• Items from a dataset
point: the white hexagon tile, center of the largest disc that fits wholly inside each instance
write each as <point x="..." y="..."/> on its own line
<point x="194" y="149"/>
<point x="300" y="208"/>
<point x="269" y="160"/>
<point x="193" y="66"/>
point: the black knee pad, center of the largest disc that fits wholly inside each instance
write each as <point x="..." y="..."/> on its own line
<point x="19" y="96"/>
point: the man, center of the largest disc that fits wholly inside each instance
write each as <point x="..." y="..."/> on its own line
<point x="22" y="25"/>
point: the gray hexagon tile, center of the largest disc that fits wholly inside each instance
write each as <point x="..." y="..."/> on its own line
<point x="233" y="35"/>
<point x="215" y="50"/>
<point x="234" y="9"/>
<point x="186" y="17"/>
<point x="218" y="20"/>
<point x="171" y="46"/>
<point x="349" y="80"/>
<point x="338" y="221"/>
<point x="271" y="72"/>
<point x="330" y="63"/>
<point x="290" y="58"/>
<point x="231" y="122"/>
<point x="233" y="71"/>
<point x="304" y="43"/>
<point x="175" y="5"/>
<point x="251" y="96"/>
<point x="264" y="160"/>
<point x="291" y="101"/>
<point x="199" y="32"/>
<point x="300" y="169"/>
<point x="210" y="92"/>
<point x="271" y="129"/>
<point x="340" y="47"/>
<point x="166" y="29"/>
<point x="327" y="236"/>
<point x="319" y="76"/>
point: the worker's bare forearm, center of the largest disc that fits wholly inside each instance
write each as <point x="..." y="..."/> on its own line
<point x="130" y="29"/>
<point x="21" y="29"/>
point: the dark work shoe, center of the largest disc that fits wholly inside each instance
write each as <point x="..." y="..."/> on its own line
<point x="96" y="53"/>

• WHAT TO DO
Which lines should be output? Exactly those from the first line of the data through the line containing "point: the gray", inclusive.

• YOUR RESPONSE
point: the white hexagon tile, center of the largest disc that fits wholly inside each instance
write each as <point x="..." y="..."/> on its own line
<point x="194" y="149"/>
<point x="300" y="208"/>
<point x="269" y="160"/>
<point x="193" y="66"/>
point: the black knee pad, center of the largest disc that fits wholly inside each instance
write each as <point x="..." y="..."/> on its own line
<point x="19" y="96"/>
point: the man, center of the largest disc that fits wholly inside each instance
write each as <point x="..." y="..."/> on its own line
<point x="22" y="25"/>
point: the gray hexagon tile, center of the largest disc that fits wholly inside each instance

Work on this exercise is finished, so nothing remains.